» Provided text
==============================

26 April 2006

Pre-GenCon Angst

EDIT: Written late at night, on not much sleep, after a frustrating conversation with Ben. I'm rethinking a lot of the things I said here, so please don't judge me too harshly. I am someone who admits their mistakes and posting this at the height of my angst was probably not the best idea. My apologies.

I'm not feeling so emotionally hot right now.

I'm in the middle of going through my adolescence as an active member of the creative community that surrounds roleplaying. I spent several years at the Forge studying what other people had done, but, really, much of the time I felt like I was spinning my wheels and wasn't able to discuss the kinds of things I wanted to be talking about and work on the projects that really moved me. Then, when the call for the diaspora went out (Ron's "Go away, please") I left and have been having a much more productive and fulfilling creative life since then (for a number of reasons). Projects like Push and some of the short games I've written have renewed my faith in myself and given me a sense of personal identity as a game designer.

Things haven't all been great. I'm like a kid who's left home for the first time and there are some awkward mistakes that I've made and will continue to make (and hopefully learn from). I've unintentially pissed some great people off by trying to distinguish myself from them and get a better sense of who I am and why I'm doing this. But, all in all, things feel good and I'm moving in the right direction. Most importantly, it feels like this is something I'm really doing for myself, not for other people. I worry less about people appreciating the work I do.

But this GenCon stuff has fucked all of that up.

==============================

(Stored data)
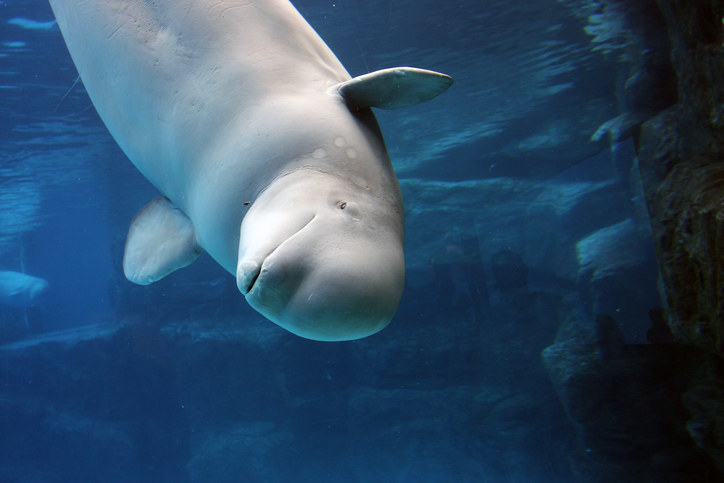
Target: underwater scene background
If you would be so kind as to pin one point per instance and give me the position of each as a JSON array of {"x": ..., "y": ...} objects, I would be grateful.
[{"x": 532, "y": 343}]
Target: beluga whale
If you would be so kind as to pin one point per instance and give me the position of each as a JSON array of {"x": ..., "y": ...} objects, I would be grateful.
[{"x": 265, "y": 149}]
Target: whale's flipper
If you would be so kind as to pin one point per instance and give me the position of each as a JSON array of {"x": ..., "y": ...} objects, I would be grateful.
[
  {"x": 161, "y": 239},
  {"x": 393, "y": 88}
]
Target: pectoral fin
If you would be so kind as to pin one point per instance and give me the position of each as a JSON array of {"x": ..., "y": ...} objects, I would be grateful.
[
  {"x": 161, "y": 239},
  {"x": 393, "y": 88}
]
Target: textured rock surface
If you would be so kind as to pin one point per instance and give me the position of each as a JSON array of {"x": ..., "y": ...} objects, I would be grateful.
[
  {"x": 682, "y": 168},
  {"x": 626, "y": 404}
]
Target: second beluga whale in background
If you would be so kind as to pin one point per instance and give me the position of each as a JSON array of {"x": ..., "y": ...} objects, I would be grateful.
[{"x": 266, "y": 151}]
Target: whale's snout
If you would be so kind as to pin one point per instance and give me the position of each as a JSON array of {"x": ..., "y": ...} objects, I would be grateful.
[
  {"x": 322, "y": 257},
  {"x": 337, "y": 294}
]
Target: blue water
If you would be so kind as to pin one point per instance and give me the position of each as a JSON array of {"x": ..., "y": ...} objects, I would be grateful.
[{"x": 505, "y": 199}]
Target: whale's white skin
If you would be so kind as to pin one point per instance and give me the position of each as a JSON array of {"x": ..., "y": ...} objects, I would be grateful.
[
  {"x": 267, "y": 153},
  {"x": 21, "y": 290}
]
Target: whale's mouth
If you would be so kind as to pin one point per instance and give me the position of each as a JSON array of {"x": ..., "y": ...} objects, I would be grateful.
[
  {"x": 254, "y": 278},
  {"x": 254, "y": 270}
]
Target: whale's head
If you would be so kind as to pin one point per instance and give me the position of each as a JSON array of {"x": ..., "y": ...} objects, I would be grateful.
[{"x": 322, "y": 255}]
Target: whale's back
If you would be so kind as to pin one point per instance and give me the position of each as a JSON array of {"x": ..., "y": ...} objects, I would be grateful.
[{"x": 168, "y": 76}]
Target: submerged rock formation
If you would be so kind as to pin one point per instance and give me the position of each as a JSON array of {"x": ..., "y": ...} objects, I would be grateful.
[
  {"x": 682, "y": 166},
  {"x": 631, "y": 405}
]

==============================

» Exercises
(1) Please reproduce the GenCon post word for word from "Pre-GenCon Angst" up to and including "hot right now.".
(2) Translate this sentence from the GenCon post into Spanish: "I worry less about people appreciating the work I do."

» Solutions below
(1)
Pre-GenCon Angst

EDIT: Written late at night, on not much sleep, after a frustrating conversation with Ben. I'm rethinking a lot of the things I said here, so please don't judge me too harshly. I am someone who admits their mistakes and posting this at the height of my angst was probably not the best idea. My apologies.

I'm not feeling so emotionally hot right now.

(2) Me preocupa menos que la gente aprecie el trabajo que hago.